■ PAGE TEXT:
--- Begin ---

GRREAT got our application and we are waiting for a home visit appt.
I saw a dog named Carson on the Almost Heaven GR site, and emailed to ask if there is any more info on him (does he like children and cats matters becuase I have both!) Waiting to hear back from there, and am currently filling out their application. 
SEVA GRREAT has lovely dogs but I'm out of there service area.
Our local shelter doesn't have any, but at least I found somewhere to donate some guinea pig supplies (we had to euthanize our beloved guinea pig Holly this weekend, it was awful).

Thank you for asking and caring!


----------



## RedWoofs (Apr 19, 2008)

oh, and someone suggested I consider Great Pyranees dogs. their rescue has lots of them. Gorgeous looking but I'm not sure if they are loving and or ultra barkers


----------



## GinnyinPA (Oct 31, 2010)

Carson looks like a good dog. I think Almost Heaven has four new ones that came in last week that aren't up on the website. I'm not sure if they're all goldens though. Have you spoken with Carol yet?


----------



## RedWoofs (Apr 19, 2008)

No, i don't know her. But I did send in an application to be an approved adopter, and I sent an email.


----------



## CAROLINA MOM (May 12, 2009)

RedWoofs said:


> No, i don't know her. But I did send in an application to be an approved adopter, and I sent an email.

--- End ---

(Entries labeling object positions)
--- Begin ---

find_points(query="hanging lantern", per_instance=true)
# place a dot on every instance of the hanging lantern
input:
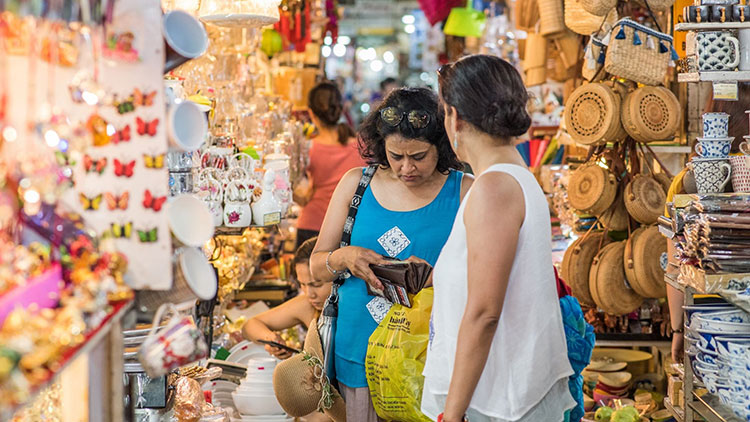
(239, 13)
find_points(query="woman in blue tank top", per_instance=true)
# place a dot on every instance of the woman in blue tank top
(407, 212)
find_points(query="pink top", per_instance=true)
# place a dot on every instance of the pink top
(328, 164)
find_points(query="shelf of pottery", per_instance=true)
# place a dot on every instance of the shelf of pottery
(717, 43)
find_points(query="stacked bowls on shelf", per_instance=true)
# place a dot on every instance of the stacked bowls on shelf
(717, 338)
(254, 399)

--- End ---

■ GOAL OF THE EXERCISE: From the forum thread about rescue dogs, reproduce word for word the part that opens with the words containing "Our local shelter" and closes with "it was awful).".

■ WRITTEN ANSWER:
Our local shelter doesn't have any, but at least I found somewhere to donate some guinea pig supplies (we had to euthanize our beloved guinea pig Holly this weekend, it was awful).